• [What is expected] An exact reproduction of all the entries is what the answer must contain.

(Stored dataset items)
____

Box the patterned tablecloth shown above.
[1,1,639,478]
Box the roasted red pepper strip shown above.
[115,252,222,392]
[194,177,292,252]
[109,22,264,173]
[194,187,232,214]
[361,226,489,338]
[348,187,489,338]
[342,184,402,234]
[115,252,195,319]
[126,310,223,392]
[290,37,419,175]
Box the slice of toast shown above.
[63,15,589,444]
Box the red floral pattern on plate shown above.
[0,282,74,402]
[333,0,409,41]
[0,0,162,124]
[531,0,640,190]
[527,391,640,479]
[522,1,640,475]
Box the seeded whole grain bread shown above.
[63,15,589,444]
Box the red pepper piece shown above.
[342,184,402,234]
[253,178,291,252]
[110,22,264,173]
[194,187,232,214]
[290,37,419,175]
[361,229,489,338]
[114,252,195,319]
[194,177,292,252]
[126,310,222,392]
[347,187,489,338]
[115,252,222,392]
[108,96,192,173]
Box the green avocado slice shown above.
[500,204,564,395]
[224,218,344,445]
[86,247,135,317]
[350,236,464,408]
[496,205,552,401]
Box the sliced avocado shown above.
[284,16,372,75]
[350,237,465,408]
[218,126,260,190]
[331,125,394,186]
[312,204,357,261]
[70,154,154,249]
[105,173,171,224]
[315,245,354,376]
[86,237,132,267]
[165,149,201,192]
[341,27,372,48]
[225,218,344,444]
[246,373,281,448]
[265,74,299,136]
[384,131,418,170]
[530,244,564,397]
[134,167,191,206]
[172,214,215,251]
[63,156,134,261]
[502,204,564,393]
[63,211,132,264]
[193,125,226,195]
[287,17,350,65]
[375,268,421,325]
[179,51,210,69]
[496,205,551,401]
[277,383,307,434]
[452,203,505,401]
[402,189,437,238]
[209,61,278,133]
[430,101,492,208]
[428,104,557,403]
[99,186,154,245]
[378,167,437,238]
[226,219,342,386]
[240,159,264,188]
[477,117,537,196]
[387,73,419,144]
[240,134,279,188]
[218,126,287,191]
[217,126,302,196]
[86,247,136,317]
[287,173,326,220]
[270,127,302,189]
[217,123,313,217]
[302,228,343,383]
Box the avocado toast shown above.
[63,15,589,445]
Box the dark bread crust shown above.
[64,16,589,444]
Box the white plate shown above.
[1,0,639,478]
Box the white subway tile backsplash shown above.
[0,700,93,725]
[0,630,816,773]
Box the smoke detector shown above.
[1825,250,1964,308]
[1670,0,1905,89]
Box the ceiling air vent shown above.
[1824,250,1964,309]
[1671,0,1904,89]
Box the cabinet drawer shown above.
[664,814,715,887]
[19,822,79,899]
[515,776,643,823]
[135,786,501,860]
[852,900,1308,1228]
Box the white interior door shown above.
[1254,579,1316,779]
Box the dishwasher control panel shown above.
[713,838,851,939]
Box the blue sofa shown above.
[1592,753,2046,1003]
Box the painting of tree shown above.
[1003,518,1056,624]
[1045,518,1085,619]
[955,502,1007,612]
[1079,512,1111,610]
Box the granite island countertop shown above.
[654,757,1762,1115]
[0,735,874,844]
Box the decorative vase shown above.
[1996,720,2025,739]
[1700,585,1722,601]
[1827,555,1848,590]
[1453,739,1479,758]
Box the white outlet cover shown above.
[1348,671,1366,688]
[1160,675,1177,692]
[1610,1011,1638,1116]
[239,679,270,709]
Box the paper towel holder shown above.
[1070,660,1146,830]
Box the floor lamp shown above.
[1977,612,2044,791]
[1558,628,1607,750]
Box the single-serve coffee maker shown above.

____

• [Task output]
Box the patterned tablecloth shown above.
[1,1,639,478]
Box the roasted red pepper strip shown above.
[115,252,222,392]
[194,177,292,252]
[109,22,264,173]
[194,187,232,214]
[361,226,489,338]
[348,187,489,338]
[342,184,402,234]
[115,252,195,319]
[126,310,223,392]
[290,37,419,175]
Box the slice of toast shown above.
[63,15,589,444]
Box the red floral pattern on plate shown above.
[0,282,74,402]
[333,0,409,41]
[0,0,162,124]
[531,0,640,190]
[527,391,640,479]
[522,1,640,475]
Box the seeded whole grain bread shown above.
[63,15,589,444]
Box the red pepper piece shown above.
[342,184,402,234]
[253,178,291,252]
[110,22,264,173]
[194,187,232,214]
[290,37,419,175]
[361,229,489,338]
[114,252,195,319]
[194,177,292,252]
[126,310,222,392]
[347,187,489,338]
[115,252,222,392]
[108,96,192,173]
Box the green avocado slice shown above.
[500,204,564,395]
[224,218,344,445]
[86,247,135,317]
[350,236,464,408]
[496,205,552,401]
Box the sliced avocado shown above.
[284,16,372,75]
[350,237,465,408]
[218,126,260,190]
[331,125,394,186]
[312,204,357,261]
[70,154,154,249]
[105,173,171,224]
[315,245,354,376]
[86,237,132,267]
[165,149,201,192]
[341,27,372,48]
[225,218,344,444]
[246,373,281,448]
[265,74,299,136]
[384,131,418,170]
[530,244,564,397]
[134,167,191,206]
[172,214,215,251]
[63,156,134,261]
[502,204,564,393]
[63,211,132,264]
[193,125,226,195]
[287,17,350,65]
[375,268,421,325]
[179,51,210,69]
[496,205,551,401]
[277,383,307,434]
[452,203,505,401]
[402,189,437,238]
[209,61,278,133]
[430,101,492,208]
[428,104,557,403]
[99,186,154,245]
[378,167,437,238]
[226,219,342,386]
[240,159,264,188]
[477,117,537,196]
[387,73,419,144]
[240,134,279,188]
[218,126,287,191]
[217,126,302,196]
[86,247,136,317]
[287,173,326,220]
[270,127,302,189]
[217,123,313,217]
[302,228,343,383]
Box the avocado toast shown above.
[63,15,589,445]
Box the dark bread crust shown above.
[64,16,589,444]
Box the white plate shown above.
[1,0,639,478]
Box the white subway tile backsplash shown above.
[0,700,93,725]
[0,630,816,773]
Box the smoke detector shown above.
[1825,250,1964,308]
[1670,0,1905,89]
Box the ceiling air vent shown above.
[1824,250,1964,309]
[1671,0,1904,89]
Box the cabinet drawer shown above.
[664,814,715,887]
[19,822,79,899]
[515,776,643,823]
[135,786,501,860]
[852,900,1308,1228]
Box the white interior door shown above.
[1254,579,1316,779]
Box the dishwasher control panel shown above.
[713,838,851,939]
Box the blue sofa shown above.
[1592,753,2046,1003]
Box the painting of tree shown above.
[1003,518,1056,624]
[1045,518,1085,619]
[955,502,1007,612]
[1079,512,1111,610]
Box the granite island countertop shown above.
[654,757,1762,1115]
[0,735,874,844]
Box the decorative vase shown above.
[1996,720,2025,739]
[1700,585,1722,601]
[1827,555,1848,590]
[1453,739,1479,758]
Box the white outlet cover shown above.
[1348,671,1366,688]
[1160,675,1177,692]
[1610,1011,1638,1116]
[239,679,270,709]
Box the paper towel holder shown above.
[1070,660,1146,830]
Box the floor lamp shown above.
[1977,612,2044,791]
[1558,628,1607,750]
Box the single-serve coffee maker shown above.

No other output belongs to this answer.